Express the material below as a Markdown table with two columns, Row and Text. Number each line in Row and leave out blank lines.

## START

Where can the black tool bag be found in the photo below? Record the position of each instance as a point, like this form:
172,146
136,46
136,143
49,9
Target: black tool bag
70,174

## END

▸ TASK RESPONSE
| Row | Text |
|---|---|
| 1 | Where can the black tool bag be found in the photo below? Record the position of each instance as a point, like this form: |
| 2 | 172,146 |
| 3 | 136,46 |
| 4 | 136,143 |
| 5 | 49,9 |
| 6 | Target: black tool bag |
| 7 | 70,174 |